Many of the authors who have written books on their disagreement with monetary tithing can’t all be wrong when they present indisputable evidence that contradicts many of the unsubstantiated claims made by pastors and churches to position monetary tithing as a biblical fact. There are many reasons in the Bible why tithing is not required but some people are imprisoned by their cognitive dissonance that they can’t see how what they believed for 30 years could be so wrong. For may people in the church it is unconscionable to think that the devourer in the book of Malachi is not the Devil. How does one come to believe something so strongly even when it is not in the Bible. There is one scripture that addresses this issue and 2 Tim. 2:15 reads: Study to shew thyself approved unto God, a workman that needeth not to be ashamed, rightly dividing the word of truth. Why is it so hard to accept that the Bible teaches God’s tithe is crops and cattle and not money.
In speaking of tithes in the New Testament, Hope of Israel Ministries writes :
Preachers, priests, evangelists, rabbis and theologians who have received the ordained Biblical tithe MUST REPENT of their SINFUL WAYS and inform the church membership to also REPENT of their sins in this regard. Why? Because the ordained tithe has been ILLEGALLY used by those who are CARELESS with Biblical teaching! In a nutshell, it is a SIN against the teachings of YEHOVAH God for the ordained Biblical tithe to be used today, in ANY capacity, in the propagation of the Gospel, in paying ministerial salaries, in building churches or synagogues, to print books or tracts, hymnals, or to send to missionaries. The Biblical tithe is HOLY and it is NOT to be used in the fashion that preachers, priests and evangelists are using it today. The time has come to get back to the teachings of the Bible and QUIT the OVERT SINNING of demanding and MISUSING the ordained tithe of the Bible that Christian denominations are doing on such a wide scale today! HOIM Staff. Tithing and the New Testament (Kindle Locations 18-22-25). Hope of Israel Ministries. Kindle Edition.
During my research for Kleptomaniac: Who’s Really Robbing God Anyway, I read many books written by Jewish authors, rabbis and those with extensive backgrounds in Jewish history, land, language and literature who said that if any Jew today tried to pay a tithe to the synagogue or the Rabbi would be sin and a violation of the law because the tithe was only given to Levites by inheritance as long as the temple stood. If someone else like a pastor or church suggests that they should receive tithes that would amount to robbery because the tithe inheritance was commanded for Levites only and the Bible clearly says this in Hebrews 7:5, And verily they that are of the sons of Levi, who receive the office of the priesthood, have a commandment to take tithes of the people according to the law, that is, of their brethren, though they come out of the loins of Abraham:.. It is clear from Hebrews that tithing is of the law. And if someone tells you that the New Testament teaches grace tithing or tithing is a matter of the heart is not telling the truth when the scripture says tithing is of the law. In Kleptomaniac: Who’s Really Robbing God Anyway there is no sectarianism only scripture, history and theology. Five years ago, I did an interview about my book on Blog Talk Radio with Host Churchboi.

> [Exercise objective] From the passage on tithing, list every kind of religious figure that the Hope of Israel Ministries quotation says must repent for having received the ordained tithe. Answer using only the passage on tithing.

> [Recorded data]
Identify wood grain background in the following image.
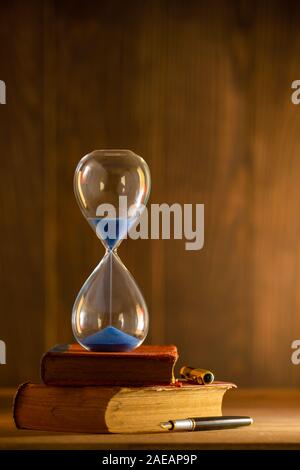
[0,0,300,386]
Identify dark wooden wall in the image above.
[0,0,300,386]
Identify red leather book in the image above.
[41,344,178,387]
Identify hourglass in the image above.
[72,150,150,351]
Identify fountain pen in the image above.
[160,416,253,431]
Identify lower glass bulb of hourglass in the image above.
[72,251,148,352]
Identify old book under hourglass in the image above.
[72,150,150,351]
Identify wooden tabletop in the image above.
[0,389,300,450]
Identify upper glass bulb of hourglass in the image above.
[74,150,150,250]
[72,150,150,351]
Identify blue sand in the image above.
[80,326,140,352]
[89,217,132,250]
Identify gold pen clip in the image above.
[180,366,215,385]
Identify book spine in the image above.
[13,383,111,434]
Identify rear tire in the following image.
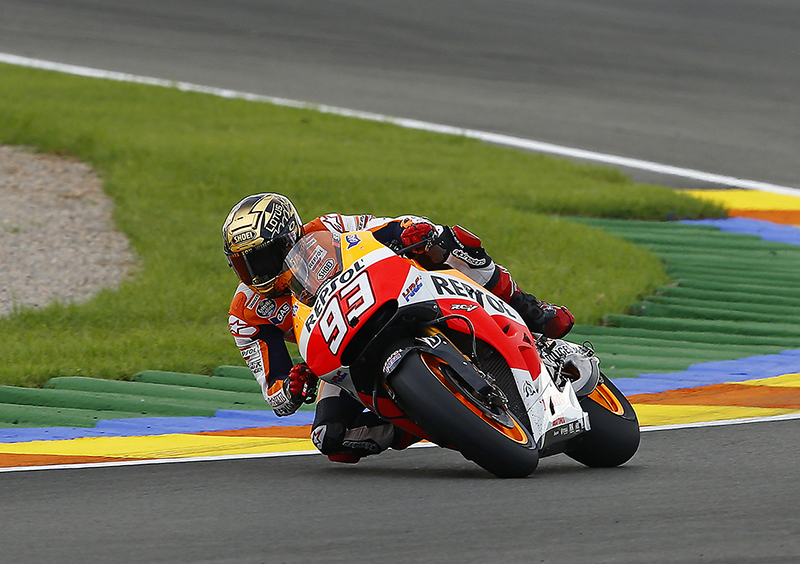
[389,351,539,478]
[565,376,639,468]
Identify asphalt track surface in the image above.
[0,0,800,187]
[0,0,800,563]
[0,420,800,564]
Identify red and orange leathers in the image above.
[228,214,516,416]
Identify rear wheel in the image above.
[389,351,539,478]
[565,376,639,468]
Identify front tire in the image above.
[565,375,639,468]
[389,351,539,478]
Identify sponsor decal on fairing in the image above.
[255,298,278,319]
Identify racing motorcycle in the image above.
[285,231,639,477]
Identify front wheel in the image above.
[389,351,539,478]
[565,375,639,468]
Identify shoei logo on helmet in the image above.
[231,231,256,245]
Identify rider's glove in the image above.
[509,292,575,339]
[542,302,575,339]
[400,221,437,253]
[284,362,318,407]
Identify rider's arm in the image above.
[228,284,308,416]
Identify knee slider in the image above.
[311,421,346,455]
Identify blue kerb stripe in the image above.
[614,349,800,396]
[0,410,314,443]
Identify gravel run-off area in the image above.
[0,145,135,315]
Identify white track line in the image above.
[0,53,800,196]
[0,413,800,474]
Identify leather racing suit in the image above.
[228,214,572,462]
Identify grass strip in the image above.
[0,403,145,429]
[655,286,800,308]
[630,300,800,324]
[570,324,800,346]
[0,65,724,385]
[0,386,218,417]
[133,370,261,395]
[45,375,267,409]
[645,295,800,321]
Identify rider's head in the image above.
[222,194,303,297]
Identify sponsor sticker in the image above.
[403,276,422,301]
[344,234,361,249]
[255,298,278,319]
[383,349,404,374]
[317,258,336,282]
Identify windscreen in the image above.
[284,231,342,305]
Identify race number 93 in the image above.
[319,272,375,354]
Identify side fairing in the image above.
[294,246,411,374]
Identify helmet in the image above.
[222,194,303,297]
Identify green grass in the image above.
[0,65,724,385]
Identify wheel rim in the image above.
[420,353,531,444]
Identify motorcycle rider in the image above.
[222,193,575,462]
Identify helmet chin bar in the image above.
[248,270,291,298]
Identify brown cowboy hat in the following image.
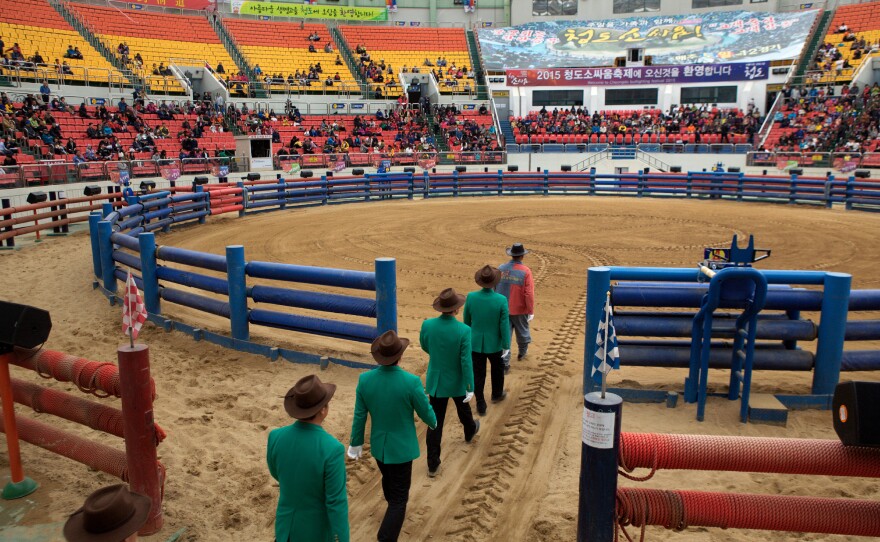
[284,375,336,420]
[433,288,464,313]
[64,484,152,542]
[370,330,409,365]
[474,265,501,288]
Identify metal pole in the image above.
[577,392,623,542]
[375,258,397,335]
[226,245,250,341]
[116,344,164,536]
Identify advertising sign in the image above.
[477,10,818,71]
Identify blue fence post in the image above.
[823,175,834,209]
[98,220,116,294]
[138,232,160,314]
[813,273,852,395]
[375,258,397,334]
[577,392,623,542]
[844,176,856,211]
[89,211,103,277]
[226,245,251,341]
[583,267,611,393]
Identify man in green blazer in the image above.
[419,288,480,478]
[348,331,437,542]
[266,375,349,542]
[464,265,510,416]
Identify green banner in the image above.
[233,0,388,21]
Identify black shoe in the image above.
[464,420,480,442]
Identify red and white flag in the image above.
[122,269,147,340]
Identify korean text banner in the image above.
[477,10,818,71]
[507,62,770,87]
[233,0,388,21]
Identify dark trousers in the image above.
[376,459,412,542]
[428,395,477,470]
[471,350,504,410]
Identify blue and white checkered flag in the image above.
[590,296,620,386]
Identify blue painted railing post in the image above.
[235,181,248,218]
[195,184,211,224]
[89,211,103,278]
[226,245,251,341]
[813,273,852,395]
[844,176,856,211]
[375,258,397,334]
[98,220,116,294]
[583,267,611,393]
[577,392,623,542]
[138,232,160,314]
[823,175,834,209]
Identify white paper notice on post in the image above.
[582,407,614,449]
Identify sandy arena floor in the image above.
[0,197,880,542]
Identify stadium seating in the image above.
[67,3,237,93]
[223,18,360,92]
[339,26,475,96]
[813,2,880,83]
[0,0,122,83]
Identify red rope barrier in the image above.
[617,487,880,536]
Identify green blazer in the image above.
[351,365,437,465]
[419,314,474,398]
[464,288,510,354]
[266,421,349,542]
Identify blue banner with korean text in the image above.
[477,10,818,71]
[506,62,770,87]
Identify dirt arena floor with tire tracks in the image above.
[0,197,880,542]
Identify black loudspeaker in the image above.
[0,301,52,352]
[27,192,49,203]
[831,382,880,447]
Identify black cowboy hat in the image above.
[284,375,336,420]
[64,484,152,542]
[433,288,464,313]
[370,330,409,365]
[474,265,501,288]
[507,243,531,257]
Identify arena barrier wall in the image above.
[583,267,880,421]
[0,344,165,535]
[577,398,880,542]
[89,185,397,367]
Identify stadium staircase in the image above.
[795,10,834,78]
[49,0,139,89]
[328,26,373,100]
[466,30,488,101]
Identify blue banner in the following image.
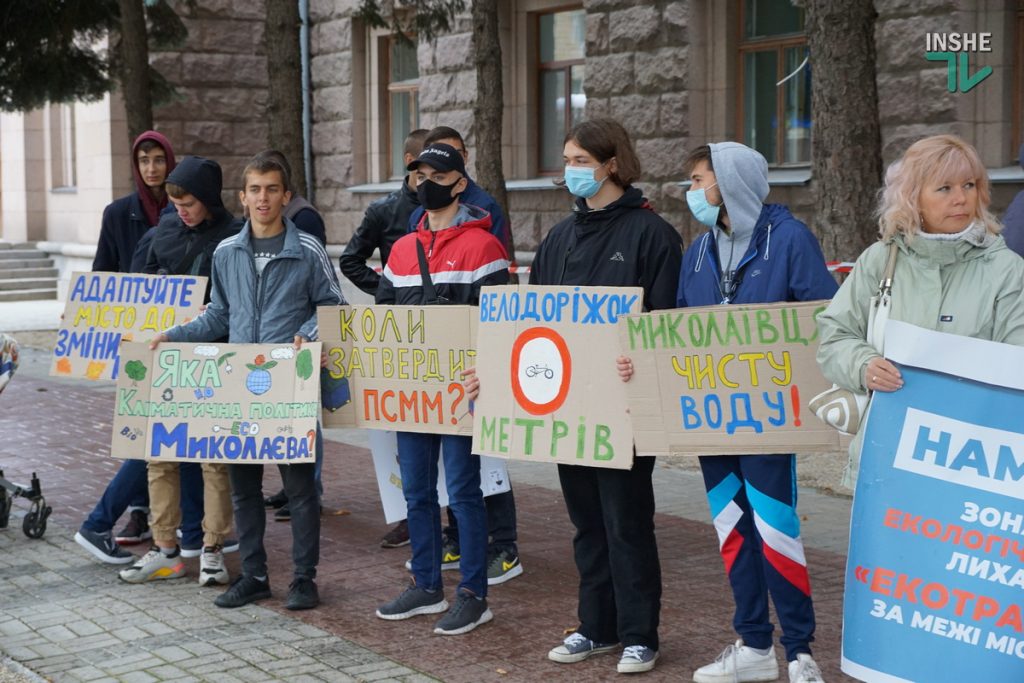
[843,323,1024,683]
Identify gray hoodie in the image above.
[708,142,768,274]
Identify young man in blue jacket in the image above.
[152,156,345,609]
[617,142,839,683]
[676,142,838,683]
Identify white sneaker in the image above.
[790,652,825,683]
[693,640,778,683]
[118,547,185,584]
[199,546,230,586]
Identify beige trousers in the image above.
[148,462,233,547]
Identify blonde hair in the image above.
[878,135,1002,241]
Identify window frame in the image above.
[1011,0,1024,156]
[376,33,420,182]
[530,5,587,177]
[735,0,814,168]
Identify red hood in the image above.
[131,130,175,226]
[416,204,492,253]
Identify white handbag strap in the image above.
[867,240,899,353]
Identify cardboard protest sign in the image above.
[842,321,1024,681]
[316,306,476,436]
[370,429,512,524]
[473,285,643,469]
[618,301,839,456]
[111,342,321,465]
[50,272,207,380]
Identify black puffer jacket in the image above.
[338,181,420,295]
[529,187,683,310]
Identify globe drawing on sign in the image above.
[246,353,278,396]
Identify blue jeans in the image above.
[397,432,487,598]
[82,460,203,545]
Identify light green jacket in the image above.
[817,225,1024,486]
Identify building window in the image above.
[380,36,420,179]
[538,9,587,173]
[737,0,811,166]
[1011,0,1024,155]
[49,104,76,189]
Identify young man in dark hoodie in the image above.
[151,155,345,609]
[119,157,240,586]
[338,128,427,548]
[377,144,509,635]
[620,142,838,683]
[92,130,174,272]
[75,130,198,564]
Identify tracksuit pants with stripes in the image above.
[700,455,814,661]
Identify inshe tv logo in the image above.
[925,33,992,92]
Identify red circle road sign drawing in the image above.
[512,328,572,415]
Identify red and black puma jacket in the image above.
[377,204,509,306]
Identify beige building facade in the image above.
[0,0,1024,280]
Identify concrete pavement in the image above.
[0,337,849,682]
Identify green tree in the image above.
[0,0,195,137]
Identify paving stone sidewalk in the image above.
[0,352,850,683]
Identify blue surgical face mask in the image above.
[565,164,608,199]
[686,182,722,227]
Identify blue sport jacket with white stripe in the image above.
[167,218,345,344]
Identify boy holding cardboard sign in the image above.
[377,143,509,635]
[152,156,345,609]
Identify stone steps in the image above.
[0,242,58,301]
[0,286,57,301]
[0,266,57,280]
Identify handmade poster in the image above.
[618,301,840,456]
[473,285,643,469]
[317,306,476,436]
[369,429,511,524]
[111,342,321,465]
[842,321,1024,683]
[50,272,207,380]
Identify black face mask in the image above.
[416,179,459,211]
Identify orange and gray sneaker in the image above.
[118,546,185,584]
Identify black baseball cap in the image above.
[406,142,466,175]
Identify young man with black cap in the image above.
[377,144,509,635]
[119,157,240,586]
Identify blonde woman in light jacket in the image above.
[817,135,1024,486]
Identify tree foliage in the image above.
[355,0,466,42]
[0,0,193,112]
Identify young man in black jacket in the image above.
[119,157,242,586]
[338,128,427,296]
[92,130,174,272]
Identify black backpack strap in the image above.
[416,240,438,305]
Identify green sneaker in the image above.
[487,548,522,586]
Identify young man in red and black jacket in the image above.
[377,144,509,635]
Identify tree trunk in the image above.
[804,0,882,260]
[473,0,515,261]
[118,0,153,143]
[264,0,309,197]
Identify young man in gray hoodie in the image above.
[152,155,345,609]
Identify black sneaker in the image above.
[263,488,288,510]
[213,575,270,607]
[285,577,319,609]
[377,584,447,622]
[434,590,495,636]
[75,526,135,564]
[114,510,153,546]
[381,519,409,548]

> [Solved problem]
- Preachers
- Priests
- Evangelists
- Rabbis
- Theologians